··· 本文

VICE World News が、2月25日、ダライ・ラマのかつての住居であり、中国に対するチベットの抵抗の象徴として知られるチベットの首都・ラサの "ポタラ宮" 前にて、中国で非常に人気があったチベット自治区生まれのポップスターで、中国のチベット同化政策のポスターにも採用されていた Tsewang Norbu(シュワン・ノルブ)が、何百人もの人々を前に「フリー・チベット」と叫び焼身自殺を遂げたと Radio Free Asia 等の各メディアが報じている、と伝えている。
 

中国でも人気のポップスターの死、しかし中国当局による検閲・情報規制でニュースがなかなか公表されず……

Tsewang Norb の従兄弟で亡命中のチベット議会元議員 Ngawang Tharpa は先日、Tsewang Norbu の死亡事故を発表したものの「彼の死についての詳細はまだ不明である」と述べていたが、後に、重度の火傷を負った Tsewang Norbu は数日後に亡くなったとの情報も報じられている。Tsewang Norbu が自らに火を放った後、中国人のセキュリティが彼を連れ去ったとのことだが、中国当局による情報規制や検閲により自殺の発表まで一週間以上、死亡の確認まで三週間以上が掛かったとも言われている。

ポタラ宮

中国国内におけるネット上での Tsewang Norbu の死についての情報は、州の検閲官によって削除されているという。23年前に中国から亡命した、アメリカを拠点とするジャーナリストでチベット人の作家である Tsering Kyi は「ある意味で、Tsewang Norbu は物理的にもオンラインの世界でも姿を消した」と述べている。彼女は、中国当局はこれまでのところ、Tsewang Norbu に関する情報を「リークした」として、2人のチベット人を逮捕したと付け加えている。

······
··· 掲載一覧

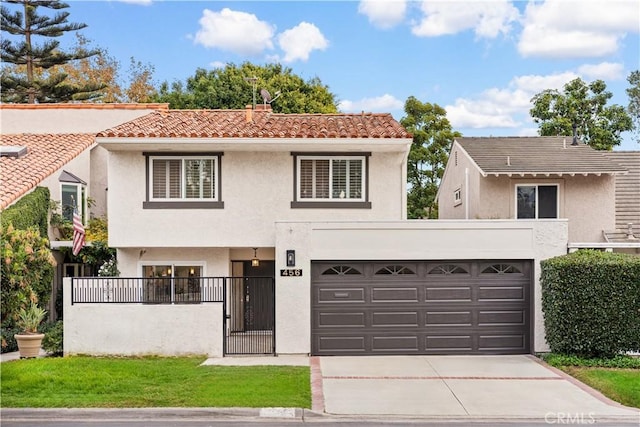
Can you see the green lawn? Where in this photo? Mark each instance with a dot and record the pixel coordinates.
(621, 385)
(83, 382)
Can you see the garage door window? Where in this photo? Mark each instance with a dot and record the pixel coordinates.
(537, 201)
(448, 269)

······

▸ **課題**
- a) 本文に名前が出てくる人物をすべて挙げてください。
- b) 本文によると、中国当局は Tsewang Norbu に関する情報を「リークした」として、チベット人を何人逮捕しましたか。
- c) 本文の最後の段落に続けて、本文を書き継いでください。
一覧は本文とは別の出典から取ったものです。

▸ **解答**
- a) ダライ・ラマ、Tsewang Norbu（シュワン・ノルブ）、Ngawang Tharpa、Tsering Kyi

- b) 2人です。

- c)
 

中国による強引な "同化政策" に反対し、多くの僧侶が焼身自殺してきた歴史

チベットは、1951年以来中国に占領されており、中国人はチベット人を解放していると主張しているが、2008年以降、多数の僧侶が抗議して焼身自殺を図っている。世界的なチベット擁護団体であるチベット国際キャンペーン(ICT)は、2009年以降、少なくとも158人という多数の抗議者が焼身自殺している

チベットにおける中国の同化政策は、チベットの農民を抑圧的な神権政治から "平和的に解放" していると主張し、彼らの文化や言語、教育等のアイデンティティを中国のシステムに置き換えようとするものである。

しかし、抗議的行為としての焼身自殺の歴史の中で、Tsewang Norbu の死は例外として際立っている。彼は宗教の自由を求める僧侶ではなく、彼の音楽のジャンルはポップ・ミュージックで明からさまに政治的ではなかった上、彼はスターダムへの道を順調に歩んでおり、実際のところ、彼の両親は中国国家に従順であったとのことだ。
 

親中派の両親、中国での人気も高くキャリアも順調だった中での、ポップスターによる中国への抗議の焼身自殺

Tsering Kyi は Tsewang Norbu について「若いチベット人のための Justin Beiber(ジャスティン・ビーバー)」と呼んでおり、魅力的な新進気鋭の音楽キャリアを持つ25歳の Tsewang Norbu は、Weibo で 50万人以上のフォロワーを保持していた。彼は中国で人気のリアリティ・ショーで注目を集めており、また時折有名な英語の歌のカバーもリリースしていた。チベットの首都・ラサでは、ホテル、レストラン、市場・タクシーの車内と、どこででも彼の歌を耳にすることができるくらいの人気を誇っていたという。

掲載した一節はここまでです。